Job 1: Condense the paragraph of the Mad Men recap that begins "Last week we got another measured dose of Betty" into a short bulleted list that keeps its main facts.
Job 2: Resume the Mad Men recap from its final sentence, adding further passages in the same format.

Extract provided:

Mad Men Recap: In which we talk all too much about Hare Krishna and Don and Joan’s chemistry

Last week we got another measured dose of Betty, but once again the Francis household is nowhere to be seen. Instead it’s back to a plate of SCDP and agency hard times. Last we saw Lane, his Jaguar buddy got caught with gum in his pants that led to boardroom fisticuffs with Pete. Don and Megan pop up for some bickering, but it’s not as bad as the underwear party clean-up and Howard Johnson gelato spat, and seems to stem from his dissatisfaction at work. Joan is finally hearing from Dr. Harris about the future of their marriage that she ended, just as her long-ago ex, Sterling Cooper’s smug copywriter Paul Kinsey, is popping back into Harry Crane’s life.


When Lane’s UK lawyer tells him he needs to come up with cash to pay the taxes he owes Her Majesty, what we really see is…
Lane is broke, and unlike Nigel’s school fees, this payment isn’t one he can stall on. Lane always looks a little desperate around the edges, so it’s hard to tell how big a hole he’s dug himself.

When Pete reveals Jaguar might be a possibility now that “Bazooka Joe” has left, what we’re really thinking is…
Devils eating Sno-Cones aren’t going to cut it with Jaguar, Don. You’re going to need to bring your Kodak A-game to land this golden goose.

When Don grumbles about the extra work, and Pete fires back “You may have to stay past 5:30,” what he’s really saying is…
“This is a perfect excuse to take the late train and avoid Trudy; I am overjoyed.” But Pete should know that no one wins at a game of disparage with Don.

When Harry goes to see Paul Kinsey, who is now a Hare Krishna, he asks: “What the hell happened to you?” What he’s really thinking is…
Paul Kinsey was known for taking up anything from pipe smoking to beards to Civil Rights injustices. Is this just another one of his cultural obsessions, and if so, why did he have to pick one with such a bad haircut and soiled yellow turtleneck?

Records shown:
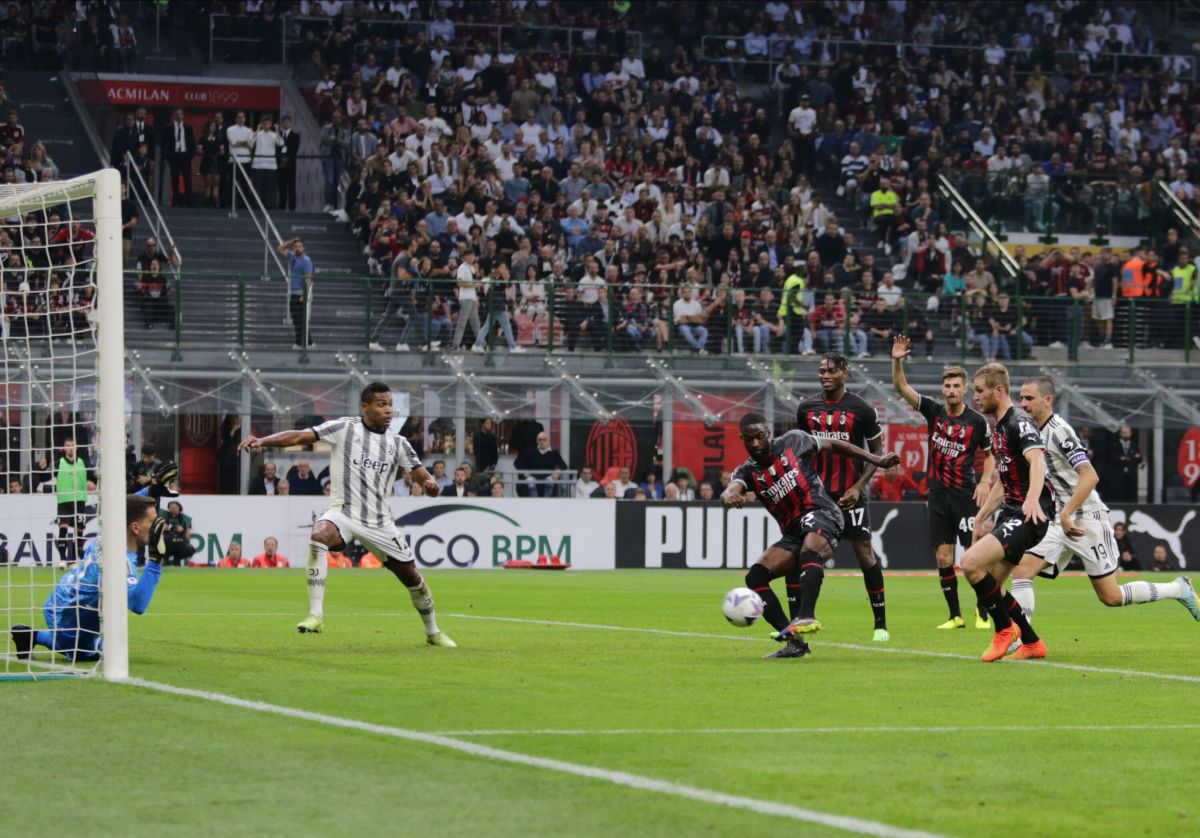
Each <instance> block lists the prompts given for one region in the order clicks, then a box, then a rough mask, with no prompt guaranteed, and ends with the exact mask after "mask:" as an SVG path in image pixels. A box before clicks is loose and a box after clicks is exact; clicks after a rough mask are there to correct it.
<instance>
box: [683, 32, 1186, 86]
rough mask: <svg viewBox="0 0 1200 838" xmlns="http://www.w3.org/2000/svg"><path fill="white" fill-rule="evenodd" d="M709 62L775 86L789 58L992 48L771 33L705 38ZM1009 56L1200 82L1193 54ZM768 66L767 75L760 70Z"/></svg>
mask: <svg viewBox="0 0 1200 838" xmlns="http://www.w3.org/2000/svg"><path fill="white" fill-rule="evenodd" d="M727 41H732V42H734V43H736V44H737V47H736V49H732V50H730V49H726V48H725V44H726V42H727ZM746 41H762V42H764V43H766V54H763V55H762V56H761V58H760V56H758V55H757V54H756V55H754V56H748V55H746V54H745V42H746ZM700 42H701V50H702V53H703V55H704V60H706V61H708V62H712V64H727V65H730V66H731V68H734V71H736V68H737V67H739V66H740V65H745V66H746V67H750V68H751V74H754V76H757V77H758V78H755V79H754V80H758V82H763V80H764V82H768V83H770V82H774V80H775V70H776V68H778V67H779V65H780V64H782V62H784V58H785V56H787V55H791V56H792V60H793V61H794V62H796V64H806V65H816V66H833V65H835V64H838V61H840V60H841V58H842V56H844V55H845V54H850V55H862V54H864V53H869V52H875V53H877V54H880V55H881V56H882V55H884V54H887V55H888V56H889V58H890V59H892V60H893V61H895V60H899V59H902V60H906V61H910V62H913V64H914V62H916V61H917V60H918V59H920V58H922V56H926V55H929V56H934V58H938V56H944V55H949V54H953V53H967V54H970V53H978V54H983V53H984V52H985V50H986V49H988V47H985V46H984V47H977V46H961V44H949V43H916V42H911V41H870V40H866V41H857V40H854V41H851V40H838V38H824V37H812V38H811V41H809V42H806V43H805V42H804V41H802V40H800V38H797V37H794V36H788V37H782V38H780V37H778V36H776V37H772V34H770V32H764V34H762V35H704V36H702V37H701V40H700ZM998 48H1000V49H1002V50H1003V53H1004V60H1006V61H1010V60H1012V59H1013V58H1014V56H1015V58H1016V59H1018V70H1016V72H1018V74H1019V76H1028V74H1031V73H1032V68H1033V65H1034V64H1039V65H1040V66H1042V70H1043V71H1044V72H1045V73H1049V72H1050V70H1051V68H1052V67H1054V66H1055V65H1060V66H1061V67H1062V70H1063V72H1067V73H1074V72H1078V71H1079V70H1084V71H1085V72H1086V73H1087V74H1088V76H1106V74H1108V73H1110V72H1118V71H1122V70H1128V68H1134V67H1139V66H1144V65H1147V64H1148V65H1152V66H1156V67H1159V68H1163V70H1165V68H1168V67H1170V68H1172V70H1175V72H1176V74H1177V76H1178V77H1180V78H1183V79H1192V80H1194V79H1196V78H1198V62H1196V60H1195V58H1194V56H1192V55H1180V54H1163V53H1154V54H1142V53H1094V54H1092V53H1088V52H1087V50H1085V49H1079V50H1062V49H1057V50H1052V52H1048V50H1040V49H1030V50H1019V49H1014V48H1012V47H998ZM758 67H766V76H764V78H763V77H762V76H763V73H762V72H758V71H757V70H755V68H758Z"/></svg>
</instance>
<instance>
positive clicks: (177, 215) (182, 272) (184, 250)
mask: <svg viewBox="0 0 1200 838" xmlns="http://www.w3.org/2000/svg"><path fill="white" fill-rule="evenodd" d="M162 214H163V219H164V220H166V222H167V226H168V227H169V229H170V232H172V235H173V237H174V238H175V243H176V245H178V247H179V251H180V253H181V255H182V259H184V263H182V271H181V274H182V279H181V282H182V295H181V299H182V318H181V319H182V340H184V343H185V345H186V346H193V347H208V348H218V349H226V351H228V349H233V348H235V347H236V341H238V305H239V301H238V300H239V279H241V280H242V282H244V294H245V306H246V321H245V340H246V346H247V347H251V348H259V349H287V348H289V347H290V346H292V345H293V342H294V341H295V337H294V334H293V330H292V327H290V324H288V323H287V322H286V315H287V283H286V282H284V280H283V277H282V276H281V275H280V271H278V268H277V267H276V263H275V261H274V259H270V258H269V261H268V262H266V270H265V271H264V268H263V238H262V235H259V233H258V228H257V227H256V226H254V222H253V221H252V220H251V219H250V216H248V215H246V214H245V211H242V213H239V217H236V219H230V217H229V213H228V210H224V209H221V210H216V209H175V208H163V210H162ZM271 220H272V222H274V223H275V227H276V228H277V229H278V232H280V235H281V237H282V238H283V239H284V240H286V239H290V238H293V237H300V238H302V239H304V241H305V246H306V249H307V252H308V255H310V256H311V257H312V261H313V267H314V277H313V306H314V311H317V312H319V313H318V316H316V317H314V318H313V324H312V330H311V335H312V337H313V340H314V341H317V343H318V346H320V345H324V346H323V347H322V348H337V347H340V346H346V345H348V343H353V345H361V343H362V342H364V340H362V331H364V317H365V310H366V283H365V282H364V281H362V280H360V279H350V277H361V276H362V275H365V274H366V259H365V257H364V256H362V255H361V252H360V250H359V249H358V246H356V244H355V240H354V239H353V237H352V235H350V234H349V232H348V231H347V229H346V226H344V225H342V223H340V222H337V221H335V220H332V219H330V217H329V216H328V215H323V214H319V213H272V214H271ZM134 252H136V250H134ZM284 263H286V261H284ZM382 292H383V287H382V285H377V286H374V287H373V288H372V293H373V294H374V295H376V297H378V298H382ZM372 305H373V309H374V310H376V311H378V305H379V304H378V301H374V303H372ZM125 309H126V322H127V323H128V324H130V328H128V330H127V333H126V340H127V342H128V343H130V345H132V346H146V347H162V346H163V343H164V342H167V343H169V342H172V340H173V334H168V333H167V331H166V330H163V329H162V328H156V329H154V330H148V329H145V328H144V323H143V319H142V316H140V313H139V311H138V300H137V299H136V298H134V297H133V295H127V297H126V300H125Z"/></svg>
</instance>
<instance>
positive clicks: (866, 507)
mask: <svg viewBox="0 0 1200 838" xmlns="http://www.w3.org/2000/svg"><path fill="white" fill-rule="evenodd" d="M830 495H832V497H833V499H834V503H838V507H839V508H841V503H840V501H841V493H838V495H833V493H832V492H830ZM869 499H870V498H868V496H866V492H862V493H860V495H859V496H858V504H857V505H854V507H851V508H850V509H842V510H841V516H842V519H844V520H845V521H846V525H845V526H844V527H842V528H841V537H842V538H845V539H846V540H847V541H869V540H870V539H871V508H870V505H869V504H868V501H869Z"/></svg>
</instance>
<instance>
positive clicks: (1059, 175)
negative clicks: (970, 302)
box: [942, 167, 1166, 245]
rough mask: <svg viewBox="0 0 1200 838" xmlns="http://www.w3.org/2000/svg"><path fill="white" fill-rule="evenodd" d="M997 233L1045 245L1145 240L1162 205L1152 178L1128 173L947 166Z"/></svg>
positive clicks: (954, 178)
mask: <svg viewBox="0 0 1200 838" xmlns="http://www.w3.org/2000/svg"><path fill="white" fill-rule="evenodd" d="M942 176H944V178H946V179H947V180H949V181H950V182H952V184H953V185H954V186H955V188H956V190H958V191H959V193H960V194H961V196H962V197H964V198H965V199H966V200H967V202H968V203H970V204H971V206H972V208H973V209H974V211H976V213H978V215H979V216H980V217H982V219H983V220H984V221H985V222H986V223H988V226H989V227H990V228H991V229H992V231H995V233H996V234H997V235H1000V237H1003V234H1004V233H1008V232H1022V233H1038V234H1039V240H1040V241H1042V243H1044V244H1056V243H1057V241H1058V239H1057V237H1058V235H1087V237H1088V240H1090V241H1091V243H1092V244H1097V245H1105V244H1108V238H1109V237H1111V235H1122V237H1136V238H1139V239H1141V238H1146V237H1147V232H1148V231H1157V229H1159V228H1160V227H1162V220H1163V219H1164V217H1165V209H1166V208H1165V205H1164V203H1163V202H1162V199H1160V197H1159V196H1158V194H1157V190H1156V188H1154V182H1153V181H1152V180H1147V179H1144V180H1135V179H1133V178H1130V176H1129V175H1128V174H1117V173H1114V174H1094V173H1072V174H1066V173H1046V172H1043V170H1042V169H1040V167H1038V168H1037V170H1021V169H1015V168H1014V169H1009V170H1007V172H1001V173H988V172H985V170H983V169H948V170H946V172H943V173H942Z"/></svg>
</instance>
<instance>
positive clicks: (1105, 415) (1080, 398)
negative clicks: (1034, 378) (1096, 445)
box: [1042, 366, 1157, 433]
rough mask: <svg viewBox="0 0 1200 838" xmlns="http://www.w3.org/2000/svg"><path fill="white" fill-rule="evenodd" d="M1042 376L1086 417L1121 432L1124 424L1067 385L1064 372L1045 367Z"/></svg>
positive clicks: (1110, 428)
mask: <svg viewBox="0 0 1200 838" xmlns="http://www.w3.org/2000/svg"><path fill="white" fill-rule="evenodd" d="M1134 372H1135V373H1136V372H1140V370H1134ZM1042 375H1044V376H1048V377H1049V378H1051V379H1052V381H1054V383H1055V389H1056V390H1057V393H1058V396H1061V397H1063V399H1066V400H1067V401H1068V402H1070V403H1072V405H1074V406H1075V407H1078V408H1079V409H1080V411H1082V412H1084V413H1085V414H1086V415H1088V417H1091V418H1092V419H1094V420H1096V421H1098V423H1100V425H1102V426H1103V427H1105V429H1106V430H1109V431H1111V432H1112V433H1116V432H1117V431H1118V430H1121V426H1122V425H1123V424H1124V423H1123V421H1121V420H1120V419H1117V418H1116V417H1115V415H1112V414H1111V413H1109V412H1108V411H1105V409H1104V408H1103V407H1100V405H1099V402H1097V401H1096V400H1094V399H1092V397H1090V396H1086V395H1084V394H1082V393H1081V391H1080V390H1079V388H1078V387H1075V385H1074V384H1069V383H1067V376H1066V375H1063V372H1062V370H1055V369H1054V367H1048V366H1043V367H1042ZM1150 383H1151V384H1152V385H1157V382H1153V381H1152V382H1150Z"/></svg>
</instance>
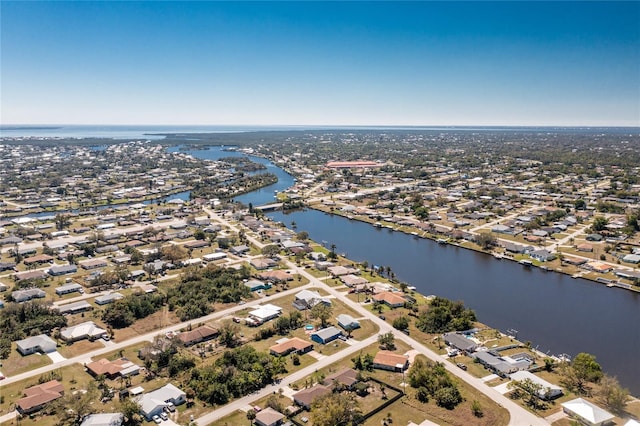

Your response 1:
- Betty appeared briefly last week, but the Francis household is absent again.
- The focus returns to SCDP and the agency's hard times.
- Lane's Jaguar contact was caught with gum in his pants, which led to a boardroom fight with Pete.
- Don and Megan bicker, though less than in the underwear party clean-up and the Howard Johnson gelato spat; the friction seems to stem from his dissatisfaction at work.
- Joan finally hears from Dr. Harris about the future of the marriage she ended.
- At the same time, her long-ago ex, Paul Kinsey, the smug copywriter from Sterling Cooper, reappears in Harry Crane's life.

Your response 2:
When we meet Paul’s girlfriend, Mother Lakshmi, what we’re really wondering is…
Is that Juliette Lewis? Later when she chants “Hare Krishna” into Harry’s ear she may as well be licking it and panting “Harry Crane” for the effect it’s having on him. Gross.

When Pete snidely digs at Lane, who’s frustrated he’s shutting down the bonuses, with: “What ghost visited you, Ebenezer?” What he’s really saying is…
“I’m not afraid to fight you again Lane, even if I lost last time.” We have no doubt Pete would love his colleagues to kiss his feet for getting a crack at a car account, but we’re sure he’s still thinking about how Beth Dawes never saw him in the newspaper. Maybe if she saw him in a sexy Jaguar she would put on her fur and lingerie and go for a ride?

When we see Roger is wearing a Hawaiian shirt over his suit and tie to commemorate Pearl Harbor, what we’re really wondering is…
When are we going to get to see a photo of a young Roger in uniform? And what colour would his hair be?

When Joan scolds a drunk Roger, and he openly talks about Kevin being his (“we made a baby”), what we’re left shocked and wondering is…
Has he always known? Does he know about Dr. Harris and Joan’s break up? Why aren’t these two taking little Kevin to the park and dressing him in a matching Hawaiian shirt already?

When Don and Megan are watching a play called “America Hurrah” which seems to be about the disillusionment of the American consumer with advertising, what Don is really thinking is…
“We should get a beer account.”

When Megan remarks to Don: “Yep, nope—should’ve been our wedding vows.” What she’s really saying is…

She’s invigorated after a night at the theatre and doesn’t think Don has a right to sulk. We can’t believe Don is being so pouty about it, especially since Megan looks so pretty in that sparkly-collar red dress. If they were saying “yep” and “nope” at their wedding though, would it now be Megan saying the “nope” or Don?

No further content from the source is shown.